= YOUR GOAL =
Go through the listing and set it down exactly, leaving out its pictures.

(Dataset excerpt)
** Start **
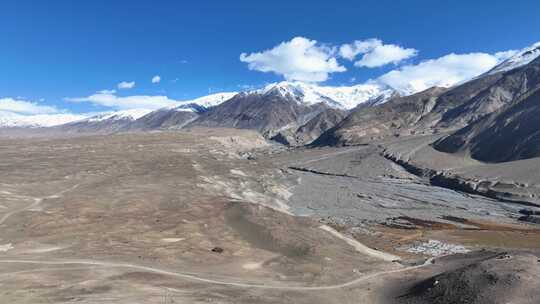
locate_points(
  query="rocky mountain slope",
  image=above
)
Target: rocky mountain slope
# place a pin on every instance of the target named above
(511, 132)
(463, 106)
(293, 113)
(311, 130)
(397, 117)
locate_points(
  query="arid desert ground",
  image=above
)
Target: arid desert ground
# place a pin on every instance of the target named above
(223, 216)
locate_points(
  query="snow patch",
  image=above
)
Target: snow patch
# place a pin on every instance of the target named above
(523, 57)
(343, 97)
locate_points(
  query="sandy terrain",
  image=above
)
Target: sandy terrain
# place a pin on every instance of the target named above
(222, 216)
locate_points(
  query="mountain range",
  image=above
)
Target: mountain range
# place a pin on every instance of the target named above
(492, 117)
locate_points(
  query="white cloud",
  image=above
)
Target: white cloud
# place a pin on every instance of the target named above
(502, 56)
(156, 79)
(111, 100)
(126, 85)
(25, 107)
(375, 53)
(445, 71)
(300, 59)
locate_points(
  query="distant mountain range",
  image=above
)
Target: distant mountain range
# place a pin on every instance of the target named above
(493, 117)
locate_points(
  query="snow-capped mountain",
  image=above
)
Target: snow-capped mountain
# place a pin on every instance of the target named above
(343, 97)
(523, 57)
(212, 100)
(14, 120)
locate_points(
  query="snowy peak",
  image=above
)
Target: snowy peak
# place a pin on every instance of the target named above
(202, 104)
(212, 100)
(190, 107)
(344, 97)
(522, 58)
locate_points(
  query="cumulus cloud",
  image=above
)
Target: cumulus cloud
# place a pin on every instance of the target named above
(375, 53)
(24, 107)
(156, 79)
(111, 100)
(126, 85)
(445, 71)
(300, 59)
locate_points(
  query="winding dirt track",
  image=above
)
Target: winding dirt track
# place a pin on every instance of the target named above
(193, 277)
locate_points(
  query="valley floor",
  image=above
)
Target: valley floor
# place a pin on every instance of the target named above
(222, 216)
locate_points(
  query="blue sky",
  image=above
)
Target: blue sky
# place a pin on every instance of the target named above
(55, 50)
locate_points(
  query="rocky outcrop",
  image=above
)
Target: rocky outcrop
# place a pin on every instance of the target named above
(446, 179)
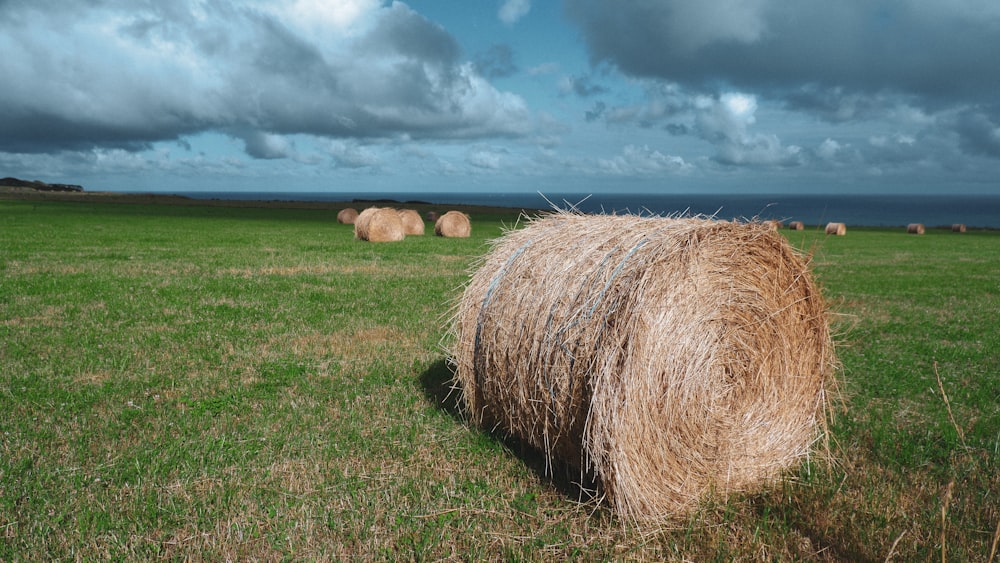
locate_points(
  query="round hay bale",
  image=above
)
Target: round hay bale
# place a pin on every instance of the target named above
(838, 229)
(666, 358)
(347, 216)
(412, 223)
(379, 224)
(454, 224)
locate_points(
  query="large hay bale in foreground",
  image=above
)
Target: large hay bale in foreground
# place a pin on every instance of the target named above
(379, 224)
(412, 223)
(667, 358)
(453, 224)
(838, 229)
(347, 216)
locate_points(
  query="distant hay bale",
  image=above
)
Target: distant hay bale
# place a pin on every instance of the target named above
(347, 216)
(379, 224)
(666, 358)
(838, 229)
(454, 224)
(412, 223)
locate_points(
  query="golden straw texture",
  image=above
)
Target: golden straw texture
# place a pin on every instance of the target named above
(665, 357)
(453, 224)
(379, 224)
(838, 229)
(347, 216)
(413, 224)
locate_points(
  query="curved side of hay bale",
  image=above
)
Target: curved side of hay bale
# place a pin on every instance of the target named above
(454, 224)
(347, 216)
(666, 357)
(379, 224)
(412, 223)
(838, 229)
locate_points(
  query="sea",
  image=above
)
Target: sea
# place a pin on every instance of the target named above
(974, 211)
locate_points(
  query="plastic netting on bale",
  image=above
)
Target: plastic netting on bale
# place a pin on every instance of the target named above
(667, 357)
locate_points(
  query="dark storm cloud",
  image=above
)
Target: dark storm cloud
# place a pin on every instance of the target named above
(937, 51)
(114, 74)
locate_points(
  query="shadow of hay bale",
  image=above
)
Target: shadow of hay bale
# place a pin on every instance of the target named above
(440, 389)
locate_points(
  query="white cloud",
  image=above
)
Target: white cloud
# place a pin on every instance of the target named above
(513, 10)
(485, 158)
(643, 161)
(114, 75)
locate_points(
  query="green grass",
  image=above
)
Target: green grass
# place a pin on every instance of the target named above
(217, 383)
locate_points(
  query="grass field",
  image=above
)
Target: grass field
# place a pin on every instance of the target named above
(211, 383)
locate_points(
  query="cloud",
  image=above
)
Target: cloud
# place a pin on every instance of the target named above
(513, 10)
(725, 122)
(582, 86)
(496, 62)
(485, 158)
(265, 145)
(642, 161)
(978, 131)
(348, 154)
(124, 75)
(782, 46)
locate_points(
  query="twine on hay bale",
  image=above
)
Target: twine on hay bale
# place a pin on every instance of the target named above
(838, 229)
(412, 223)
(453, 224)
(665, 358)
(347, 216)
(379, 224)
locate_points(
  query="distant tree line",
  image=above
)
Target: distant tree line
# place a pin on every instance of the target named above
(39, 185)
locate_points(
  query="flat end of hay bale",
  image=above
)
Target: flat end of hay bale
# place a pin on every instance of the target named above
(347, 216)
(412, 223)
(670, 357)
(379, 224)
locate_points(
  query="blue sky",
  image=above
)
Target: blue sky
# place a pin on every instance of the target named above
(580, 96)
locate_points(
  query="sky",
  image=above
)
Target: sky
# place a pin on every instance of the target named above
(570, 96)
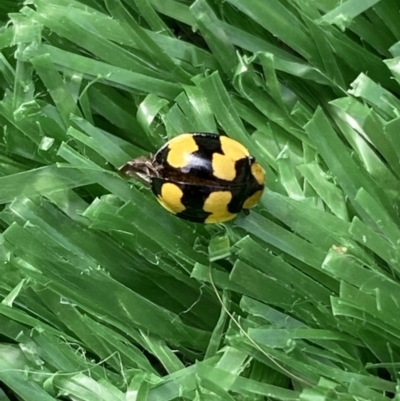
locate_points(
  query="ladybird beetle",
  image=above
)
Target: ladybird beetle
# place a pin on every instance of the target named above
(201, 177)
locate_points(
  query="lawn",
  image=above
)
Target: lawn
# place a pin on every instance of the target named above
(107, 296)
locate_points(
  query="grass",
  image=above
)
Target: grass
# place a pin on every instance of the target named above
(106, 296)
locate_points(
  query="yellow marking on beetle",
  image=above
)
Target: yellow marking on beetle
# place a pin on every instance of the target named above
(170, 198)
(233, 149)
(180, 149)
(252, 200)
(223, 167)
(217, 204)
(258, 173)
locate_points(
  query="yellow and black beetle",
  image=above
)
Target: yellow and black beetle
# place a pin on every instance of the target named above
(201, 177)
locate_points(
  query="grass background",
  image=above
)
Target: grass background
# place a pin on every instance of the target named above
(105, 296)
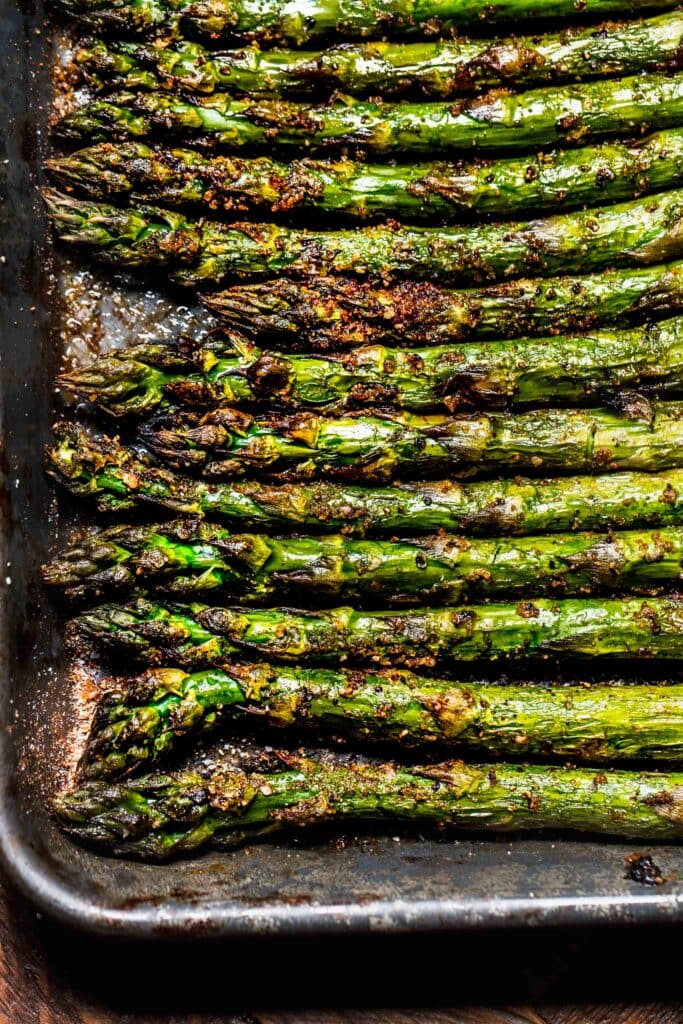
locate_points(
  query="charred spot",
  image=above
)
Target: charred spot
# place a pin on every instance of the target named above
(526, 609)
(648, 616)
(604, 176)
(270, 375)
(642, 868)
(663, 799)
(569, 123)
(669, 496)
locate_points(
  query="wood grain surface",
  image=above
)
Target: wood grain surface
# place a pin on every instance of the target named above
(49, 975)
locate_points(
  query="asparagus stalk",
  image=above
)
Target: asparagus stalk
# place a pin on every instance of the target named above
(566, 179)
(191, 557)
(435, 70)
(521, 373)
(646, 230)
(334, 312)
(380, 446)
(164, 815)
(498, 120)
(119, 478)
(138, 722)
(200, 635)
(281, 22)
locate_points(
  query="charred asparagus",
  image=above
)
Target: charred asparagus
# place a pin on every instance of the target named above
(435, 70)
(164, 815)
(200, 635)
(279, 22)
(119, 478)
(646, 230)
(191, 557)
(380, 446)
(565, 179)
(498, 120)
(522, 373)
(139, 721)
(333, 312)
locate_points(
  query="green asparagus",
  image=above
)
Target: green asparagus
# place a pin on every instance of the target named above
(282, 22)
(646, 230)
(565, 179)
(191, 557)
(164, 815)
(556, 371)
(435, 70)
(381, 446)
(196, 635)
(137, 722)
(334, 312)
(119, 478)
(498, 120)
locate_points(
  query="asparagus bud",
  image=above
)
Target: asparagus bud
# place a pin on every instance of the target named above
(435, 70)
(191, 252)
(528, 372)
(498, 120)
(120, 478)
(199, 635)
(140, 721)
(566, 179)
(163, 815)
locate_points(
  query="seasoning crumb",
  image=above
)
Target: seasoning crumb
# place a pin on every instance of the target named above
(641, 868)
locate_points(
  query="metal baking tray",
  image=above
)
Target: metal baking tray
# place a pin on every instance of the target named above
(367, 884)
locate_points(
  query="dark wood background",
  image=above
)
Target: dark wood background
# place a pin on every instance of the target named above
** End **
= RESULT BELOW =
locate_points(
  query="rocky mountain slope",
  image=above
)
Target: rocky mountain slope
# place a pin on every instance of the target named above
(511, 132)
(463, 106)
(293, 113)
(311, 130)
(397, 117)
locate_points(
  query="arid desert ground",
  image=above
)
Target: arid desert ground
# place a pin on every instance of the target named above
(223, 216)
locate_points(
  query="snow patch",
  image=above
)
Target: snow patch
# place a pin on every instance of the target named above
(523, 57)
(343, 97)
locate_points(
  query="sandy terrain",
  image=above
)
Target: sandy terrain
# place a pin on every instance of the target named above
(222, 216)
locate_points(
  query="mountain range",
  image=above
)
Target: mountain range
# place a pin on every instance of the target named above
(492, 117)
locate_points(
  query="white cloud",
  image=above
)
Target: white cloud
# place a pin on every instance of the target named above
(502, 56)
(156, 79)
(111, 100)
(126, 85)
(25, 107)
(375, 53)
(445, 71)
(300, 59)
locate_points(
  query="distant mountain range",
  image=above
)
Target: distant mountain range
# place a pin on every instance of the target named above
(493, 117)
locate_points(
  query="snow-capped mountain",
  image=above
)
Target: snow-capped mountain
# place a pin on every instance of the target named above
(343, 97)
(523, 57)
(212, 100)
(14, 120)
locate_points(
  query="snowy peak",
  image=above
)
Target: snowy peak
# place a pin on every instance of the target named above
(202, 104)
(212, 100)
(190, 107)
(344, 97)
(522, 58)
locate_points(
  query="cumulus cloud",
  image=above
)
Target: cumulus cloud
# place a pin on every instance of the target named above
(375, 53)
(24, 107)
(156, 79)
(111, 100)
(126, 85)
(445, 71)
(300, 59)
locate_points(
  query="winding dirt track",
  image=above
)
Target: winding dirt track
# place a pin on every instance of the target named above
(193, 277)
locate_points(
  query="valley floor",
  image=above
)
Target: valley floor
# place a pin on every instance of the target named above
(222, 216)
locate_points(
  query="blue sky",
  image=above
)
Target: blue sky
# place a pin on every instance of the target named above
(55, 50)
locate_points(
  query="rocky outcrop",
  image=above
)
Target: rocky outcrop
# place a pin on every instance of the target named above
(446, 179)
locate_points(
  query="round hay bale",
  image=above
)
Target: round hay bale
# place a pin on every instance of the target named above
(838, 229)
(666, 358)
(347, 216)
(412, 223)
(379, 224)
(454, 224)
locate_points(
  query="large hay bale in foreground",
  image=above
)
Target: large hay bale in foreground
# place a pin on every instance of the target named above
(379, 224)
(412, 223)
(667, 358)
(453, 224)
(838, 229)
(347, 216)
locate_points(
  query="distant hay bale",
  image=above
)
Target: distant hay bale
# place a pin on every instance of the target named above
(347, 216)
(379, 224)
(666, 358)
(838, 229)
(454, 224)
(412, 223)
locate_points(
  query="golden straw texture",
  image=above
)
Target: golden straw texture
# place a pin on every instance of the target named above
(665, 357)
(453, 224)
(379, 224)
(838, 229)
(347, 216)
(413, 224)
locate_points(
  query="curved side of hay bale",
  image=above
)
Target: curved side of hay bale
# place a pin on every instance of the target named above
(454, 224)
(347, 216)
(666, 357)
(379, 224)
(412, 223)
(838, 229)
locate_points(
  query="sea",
  image=above
)
Target: sea
# place a pin on every instance of the target named above
(974, 211)
locate_points(
  query="plastic netting on bale",
  image=above
)
Target: plastic netting on bale
# place a pin on every instance of the target named above
(667, 357)
locate_points(
  query="dark storm cloud",
  image=above
)
Target: dark storm cloud
# place a pin on every instance of the target named above
(937, 51)
(114, 74)
locate_points(
  query="shadow of hay bale",
  image=above
)
Target: shadow of hay bale
# place a pin on every instance of the target named above
(440, 389)
locate_points(
  query="white cloud",
  image=above
)
Target: white cloud
# place a pin on every instance of the target named above
(513, 10)
(485, 158)
(643, 161)
(114, 75)
locate_points(
  query="green grass",
  image=above
)
Target: green grass
# place a pin on every instance of the target named above
(217, 383)
locate_points(
  query="grass field",
  image=above
)
Target: grass field
# place a pin on every instance of the target named above
(211, 383)
locate_points(
  query="cloud",
  image=above
)
Target: cloud
# place a pin on every instance of the target named above
(513, 10)
(725, 122)
(582, 86)
(496, 62)
(485, 158)
(265, 145)
(642, 161)
(978, 131)
(348, 154)
(124, 75)
(782, 46)
locate_points(
  query="twine on hay bale",
  image=above
)
Target: twine on hay bale
# place a pin on every instance of the target named above
(838, 229)
(412, 223)
(453, 224)
(665, 358)
(347, 216)
(379, 224)
locate_points(
  query="distant tree line",
  image=above
)
Target: distant tree line
# place a pin on every instance of the target named above
(39, 185)
locate_points(
  query="flat end of hay bale",
  image=above
)
Target: flat end of hay bale
# place a pin on every instance of the target named above
(347, 216)
(412, 223)
(670, 357)
(379, 224)
locate_points(
  query="blue sky",
  image=above
)
Target: blue sky
# place a pin on every instance of the target named above
(580, 96)
locate_points(
  query="sky",
  image=above
)
Target: sky
# place a pin on every instance of the target named above
(570, 96)
locate_points(
  query="ladybird beetle",
  image=above
)
Target: ladybird beetle
# place a pin on every instance of the target named above
(201, 177)
locate_points(
  query="lawn",
  image=above
)
Target: lawn
# place a pin on every instance of the target named above
(107, 296)
locate_points(
  query="grass",
  image=above
)
Target: grass
# place a pin on every instance of the target named above
(106, 296)
locate_points(
  query="yellow marking on beetle",
  image=above
)
Target: yellow marking on beetle
# place a pin on every instance of the target named above
(170, 198)
(233, 149)
(180, 149)
(252, 200)
(223, 167)
(217, 204)
(258, 173)
locate_points(
  query="yellow and black beetle",
  image=above
)
Target: yellow and black beetle
# place a pin on every instance of the target named above
(201, 177)
locate_points(
  query="grass background",
  image=above
)
Target: grass background
# place a pin on every instance of the target named above
(105, 296)
locate_points(
  query="charred spot",
  image=above
)
Target: charred spot
# place a pin on every instance of the target named above
(526, 609)
(648, 616)
(604, 176)
(270, 375)
(642, 868)
(663, 799)
(569, 123)
(669, 496)
locate_points(
  query="wood grain surface",
  image=above
)
Target: wood grain surface
# place a pin on every instance of the target named above
(49, 975)
locate_points(
  query="asparagus stalk",
  image=above
)
Target: asparagus stalk
# place a pin on every instance of the target named above
(566, 179)
(191, 557)
(435, 70)
(521, 373)
(646, 230)
(334, 312)
(380, 446)
(164, 815)
(498, 120)
(119, 478)
(138, 722)
(200, 635)
(281, 22)
locate_points(
  query="charred asparagus",
  image=above
)
Target: charred asparagus
# place a pin on every instance of the target named above
(435, 70)
(164, 815)
(200, 635)
(279, 22)
(119, 478)
(646, 230)
(191, 557)
(380, 446)
(565, 179)
(498, 120)
(522, 373)
(139, 721)
(333, 312)
locate_points(
  query="green asparagus",
  image=above
)
Target: green asparagus
# place a pin on every instance of the target named above
(282, 22)
(646, 230)
(565, 179)
(191, 557)
(164, 815)
(556, 371)
(435, 70)
(381, 446)
(196, 635)
(137, 722)
(334, 312)
(119, 478)
(498, 120)
locate_points(
  query="asparagus bud",
  image=above
)
Target: asparagus bud
# place a pin on every instance of the target named above
(435, 70)
(191, 252)
(528, 372)
(498, 120)
(120, 478)
(199, 635)
(140, 721)
(566, 179)
(163, 815)
locate_points(
  query="seasoning crumb",
  image=above
)
Target: seasoning crumb
# place a pin on every instance of the target named above
(641, 868)
locate_points(
  query="metal baking tray",
  image=above
)
Target: metal baking tray
# place a pin on every instance of the target named above
(367, 884)
locate_points(
  query="dark wood background",
  image=above
)
Target: dark wood background
# place a pin on every instance of the target named above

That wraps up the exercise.